# EXERCISE OBJECTIVE
Duplicate the rows below from the line that contains "Tag the sneaker" through the line that contains "point(38, 358)", inclusive.

# DATASET ENTRIES
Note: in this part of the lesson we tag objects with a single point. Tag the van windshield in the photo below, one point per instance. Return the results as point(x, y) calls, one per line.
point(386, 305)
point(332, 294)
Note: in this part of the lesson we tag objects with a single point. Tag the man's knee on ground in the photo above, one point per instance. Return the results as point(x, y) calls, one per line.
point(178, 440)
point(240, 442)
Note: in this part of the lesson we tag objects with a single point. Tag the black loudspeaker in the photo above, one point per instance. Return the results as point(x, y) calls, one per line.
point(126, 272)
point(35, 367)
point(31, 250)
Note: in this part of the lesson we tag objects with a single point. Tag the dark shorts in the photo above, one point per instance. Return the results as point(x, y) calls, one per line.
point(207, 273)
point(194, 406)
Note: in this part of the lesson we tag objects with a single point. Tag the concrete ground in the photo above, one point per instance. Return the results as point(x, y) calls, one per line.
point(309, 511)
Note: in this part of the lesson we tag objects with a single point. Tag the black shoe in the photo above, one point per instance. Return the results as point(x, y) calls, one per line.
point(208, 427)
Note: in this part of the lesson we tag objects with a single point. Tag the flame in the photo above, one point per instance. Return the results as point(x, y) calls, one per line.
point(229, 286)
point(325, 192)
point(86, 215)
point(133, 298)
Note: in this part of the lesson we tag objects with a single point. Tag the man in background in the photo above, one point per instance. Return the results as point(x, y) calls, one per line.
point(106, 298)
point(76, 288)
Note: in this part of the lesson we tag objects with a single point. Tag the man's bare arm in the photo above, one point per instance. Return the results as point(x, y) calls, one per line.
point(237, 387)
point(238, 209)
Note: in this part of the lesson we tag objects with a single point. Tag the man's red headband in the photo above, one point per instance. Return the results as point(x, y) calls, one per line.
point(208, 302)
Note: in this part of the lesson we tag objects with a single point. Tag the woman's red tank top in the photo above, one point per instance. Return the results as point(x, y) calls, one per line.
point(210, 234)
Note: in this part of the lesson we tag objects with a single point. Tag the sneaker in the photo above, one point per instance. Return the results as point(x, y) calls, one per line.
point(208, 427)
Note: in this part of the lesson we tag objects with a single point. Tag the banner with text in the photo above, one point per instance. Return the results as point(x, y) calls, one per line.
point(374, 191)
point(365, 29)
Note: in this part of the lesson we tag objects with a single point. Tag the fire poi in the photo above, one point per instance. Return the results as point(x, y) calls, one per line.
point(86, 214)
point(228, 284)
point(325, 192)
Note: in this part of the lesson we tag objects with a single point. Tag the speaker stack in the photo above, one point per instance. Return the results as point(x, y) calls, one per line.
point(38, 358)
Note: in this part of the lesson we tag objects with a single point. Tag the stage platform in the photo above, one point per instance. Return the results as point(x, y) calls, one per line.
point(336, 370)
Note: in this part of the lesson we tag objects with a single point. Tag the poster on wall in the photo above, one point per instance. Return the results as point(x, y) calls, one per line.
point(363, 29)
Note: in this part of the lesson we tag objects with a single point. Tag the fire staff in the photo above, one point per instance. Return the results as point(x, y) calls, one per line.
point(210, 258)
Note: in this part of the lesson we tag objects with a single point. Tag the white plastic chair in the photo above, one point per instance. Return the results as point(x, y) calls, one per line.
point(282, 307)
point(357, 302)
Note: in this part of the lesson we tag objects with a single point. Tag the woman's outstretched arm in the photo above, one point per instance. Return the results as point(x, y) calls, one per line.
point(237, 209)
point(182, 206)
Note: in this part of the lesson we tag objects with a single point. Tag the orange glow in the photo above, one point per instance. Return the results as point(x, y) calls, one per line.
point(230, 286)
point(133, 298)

# SOLVED PROBLEM
Note: in this part of the lesson we tag objects with a single point. Tag the sneaker in the photo above, one point per instance. Return the results as point(x, y) calls, one per line.
point(208, 427)
Note: in this part of the lesson we tag objects with a single point. Tag the banner with text in the photo above, one point per instance. Return the results as point(x, y) calls, one per line.
point(374, 191)
point(365, 29)
Note: in this part of the lesson we tag objects with a single point. Tag the fire poi in the photo above, one point per instance. Return the results as point(x, y) calls, one per line.
point(86, 214)
point(228, 284)
point(325, 192)
Note: in this part of the lesson we tag objects with a single point. Tag the speaker stack in the photo above, one point per instance. Return the results as point(x, y) calls, one per line.
point(38, 358)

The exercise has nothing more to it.